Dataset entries
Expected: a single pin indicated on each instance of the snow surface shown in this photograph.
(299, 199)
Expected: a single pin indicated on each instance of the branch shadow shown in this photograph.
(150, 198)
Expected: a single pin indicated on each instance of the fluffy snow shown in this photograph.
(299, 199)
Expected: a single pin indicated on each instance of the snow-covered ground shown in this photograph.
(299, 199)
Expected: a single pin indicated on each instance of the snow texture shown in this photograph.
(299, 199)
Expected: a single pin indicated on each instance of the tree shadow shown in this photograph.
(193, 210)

### Problem description
What is needed is an exact, complete copy of the entries above.

### Solution for this exercise
Expected: a single pin indicated on each instance of the snow surface shown in this photograph.
(299, 199)
Expected: a single pin indicated on each instance of the branch shadow shown in this photograph.
(150, 198)
Expected: a single pin indicated on each instance of the fluffy snow shown in this photograph.
(299, 199)
Expected: a single pin indicated on each instance of the snow-covered ground shown in this photograph.
(299, 199)
Expected: a single pin indicated on each instance of the snow texture shown in this photograph.
(299, 199)
Expected: a single pin indicated on each instance of the tree shadow shown in this photograph.
(193, 210)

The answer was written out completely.